MATERIALS AND METHODS
Selection of Supply Chain for the Case Study
The National Institute of Post-Harvest
Management which functions under the Ministry of
Agriculture had conducted a development project
on the Improvement of supply and value chain
management practices of Mango in Sri Lanka,
during 2016-2018. Under this project, the mango
collector groups scattered throughout the country
were identified and developed by introducing
improved postharvest technologies. Omaragolla
mango processing zone in Kurunegala District
was the first collector group addressed by this
project. According to the field observations, the
community in this mango processing zone is
well-organized with their income generation,
which is mainly based on island-wide mango
collection, primary processing (mainly ripening,
sorting, grading and packaging) and marketing.

* [Data shown]:
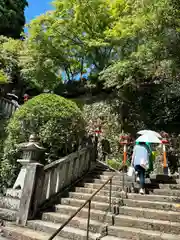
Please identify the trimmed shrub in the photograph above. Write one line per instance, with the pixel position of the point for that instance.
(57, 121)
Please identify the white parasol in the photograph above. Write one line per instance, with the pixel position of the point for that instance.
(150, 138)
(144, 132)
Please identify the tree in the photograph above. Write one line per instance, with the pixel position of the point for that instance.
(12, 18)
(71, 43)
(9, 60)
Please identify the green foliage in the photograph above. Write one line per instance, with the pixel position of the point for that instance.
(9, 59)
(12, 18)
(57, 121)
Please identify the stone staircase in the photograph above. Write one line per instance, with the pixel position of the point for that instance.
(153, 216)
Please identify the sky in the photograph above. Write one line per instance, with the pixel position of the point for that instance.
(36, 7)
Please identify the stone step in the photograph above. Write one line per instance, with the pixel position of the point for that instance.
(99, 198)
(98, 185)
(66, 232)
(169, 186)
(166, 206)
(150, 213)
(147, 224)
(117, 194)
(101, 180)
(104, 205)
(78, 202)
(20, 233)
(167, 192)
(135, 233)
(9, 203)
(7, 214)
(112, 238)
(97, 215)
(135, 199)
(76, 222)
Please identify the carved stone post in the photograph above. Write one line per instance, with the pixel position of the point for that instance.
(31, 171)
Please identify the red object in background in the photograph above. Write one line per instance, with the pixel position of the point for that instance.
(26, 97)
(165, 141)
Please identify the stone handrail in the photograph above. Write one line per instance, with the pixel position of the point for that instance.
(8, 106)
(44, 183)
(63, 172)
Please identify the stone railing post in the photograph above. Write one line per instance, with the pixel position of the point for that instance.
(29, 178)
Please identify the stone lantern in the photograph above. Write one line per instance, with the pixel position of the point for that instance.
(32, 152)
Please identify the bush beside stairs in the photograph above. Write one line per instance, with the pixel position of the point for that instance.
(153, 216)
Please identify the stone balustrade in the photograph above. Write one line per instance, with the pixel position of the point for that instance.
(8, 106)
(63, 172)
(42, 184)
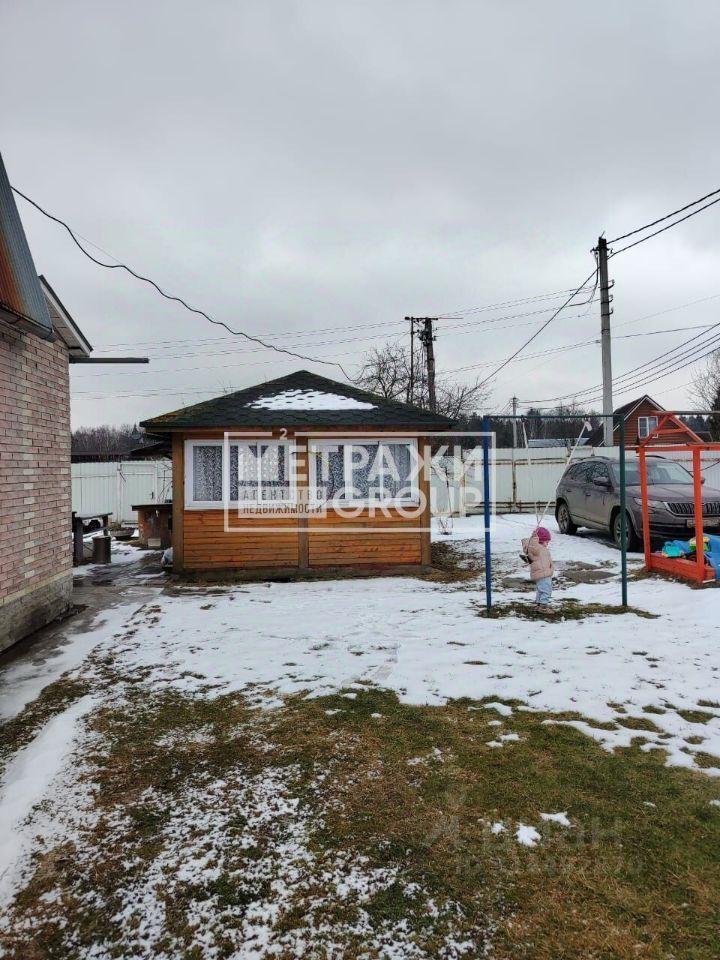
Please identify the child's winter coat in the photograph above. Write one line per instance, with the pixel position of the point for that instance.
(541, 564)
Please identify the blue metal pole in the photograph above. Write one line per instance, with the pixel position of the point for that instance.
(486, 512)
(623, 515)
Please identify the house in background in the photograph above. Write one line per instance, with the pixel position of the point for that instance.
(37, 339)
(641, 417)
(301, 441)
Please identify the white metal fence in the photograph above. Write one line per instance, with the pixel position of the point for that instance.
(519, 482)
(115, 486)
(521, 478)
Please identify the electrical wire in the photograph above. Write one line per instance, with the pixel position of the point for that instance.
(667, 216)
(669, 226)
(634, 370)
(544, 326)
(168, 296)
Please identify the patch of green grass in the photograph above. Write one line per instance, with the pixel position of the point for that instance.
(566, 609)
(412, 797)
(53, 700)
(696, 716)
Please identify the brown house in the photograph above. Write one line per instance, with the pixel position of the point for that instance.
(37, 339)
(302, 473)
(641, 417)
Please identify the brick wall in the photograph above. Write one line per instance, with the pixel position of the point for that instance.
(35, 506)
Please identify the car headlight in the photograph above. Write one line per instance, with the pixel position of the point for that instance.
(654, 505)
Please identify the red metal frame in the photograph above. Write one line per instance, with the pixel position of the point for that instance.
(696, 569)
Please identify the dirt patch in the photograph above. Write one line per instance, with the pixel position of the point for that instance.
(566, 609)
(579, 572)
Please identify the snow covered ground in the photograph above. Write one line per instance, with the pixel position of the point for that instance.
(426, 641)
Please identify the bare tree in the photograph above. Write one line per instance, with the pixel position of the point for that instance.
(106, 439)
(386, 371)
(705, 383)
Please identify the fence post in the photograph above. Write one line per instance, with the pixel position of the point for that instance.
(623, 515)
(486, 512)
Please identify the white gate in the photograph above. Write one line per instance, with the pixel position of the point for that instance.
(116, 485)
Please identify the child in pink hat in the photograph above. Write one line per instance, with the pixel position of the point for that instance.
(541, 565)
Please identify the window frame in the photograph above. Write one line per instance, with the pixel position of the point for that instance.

--

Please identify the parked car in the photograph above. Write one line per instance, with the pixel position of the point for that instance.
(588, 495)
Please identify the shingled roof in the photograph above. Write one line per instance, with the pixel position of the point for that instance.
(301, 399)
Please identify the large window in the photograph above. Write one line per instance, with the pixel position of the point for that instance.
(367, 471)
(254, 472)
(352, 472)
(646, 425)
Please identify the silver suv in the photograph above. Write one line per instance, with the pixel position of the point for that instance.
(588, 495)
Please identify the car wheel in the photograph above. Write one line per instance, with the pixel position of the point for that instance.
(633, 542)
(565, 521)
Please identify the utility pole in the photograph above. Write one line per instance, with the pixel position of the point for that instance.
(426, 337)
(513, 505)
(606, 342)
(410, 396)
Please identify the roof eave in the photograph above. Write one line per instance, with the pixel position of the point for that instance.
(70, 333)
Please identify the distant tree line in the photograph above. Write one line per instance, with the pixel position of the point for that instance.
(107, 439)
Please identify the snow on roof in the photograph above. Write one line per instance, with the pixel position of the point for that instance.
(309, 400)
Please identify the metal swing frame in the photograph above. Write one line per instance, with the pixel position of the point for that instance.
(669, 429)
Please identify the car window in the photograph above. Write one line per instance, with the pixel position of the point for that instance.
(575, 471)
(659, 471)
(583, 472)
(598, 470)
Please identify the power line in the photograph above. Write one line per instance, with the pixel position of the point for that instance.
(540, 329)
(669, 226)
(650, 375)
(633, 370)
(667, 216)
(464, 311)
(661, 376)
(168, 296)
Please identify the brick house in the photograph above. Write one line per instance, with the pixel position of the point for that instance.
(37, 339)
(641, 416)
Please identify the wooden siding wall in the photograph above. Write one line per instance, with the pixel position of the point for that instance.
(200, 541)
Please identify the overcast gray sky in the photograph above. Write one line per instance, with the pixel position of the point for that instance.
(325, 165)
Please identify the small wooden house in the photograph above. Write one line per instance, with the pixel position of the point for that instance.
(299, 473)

* [Written exercise A]:
In the passage on Sri Lanka's mango supply chain, which collector group did the project address first?
* [Written exercise B]:
Please extend the passage on Sri Lanka's mango supply chain from where it stops.
The records are unrelated to the passage on Sri Lanka's mango supply chain and stand as separate material.

* [Exercise answer A]:
The Omaragolla mango processing zone in Kurunegala District.

* [Exercise answer B]:
Further, according to Kularathne et al. (2018),
the Omaragolla mango processing zone handles
a large amount of mango which approximates to
around 0.096 million mango fruits per collector
per month that is supplied to the local market in
Sri Lanka. The Mango Processers’ Association
consists of 32 members with many non-member
collectors in the community. Thus, the association
alone supplies more than 3.072 million mango
fruits to the market in one month. Therefore, this
mango processing zone was selected for the case
study. From the 32 members of the collectors’
association, two mango collectors were selected
based on six criteria; willingness to participate,
highest links with growers in the collector
group (linked with more than 200 growers),
highest mango handling rate in the collector
group, regular collection within the season, and
practicing mango collection for a long time.
The supply chain taken for the study was
selected based on the two selected collectors
of the Omaragolla mango processing zone.
Growers in contact with these collectors were
identified in Anuradhapura and Kurunegala
Districts. Therefore, the growers were selected
from these two districts for the study based on
convenience, willingness to participate, and
applicability of mobile tracking at the operative
stage of the supply chain. The main wholesalers
of these two collectors were in the Colombo
district. Therefore, wholesalers were selected
from Colombo. Retailers were thus identified by
forward tracing through the supply chain, who
were in the Gampaha district.
Implementation of a Mobile Tracking System
Different types of location and route tracking
technologies are available at present (mobile
tracking, use of GPS loggers, vehicle tracking)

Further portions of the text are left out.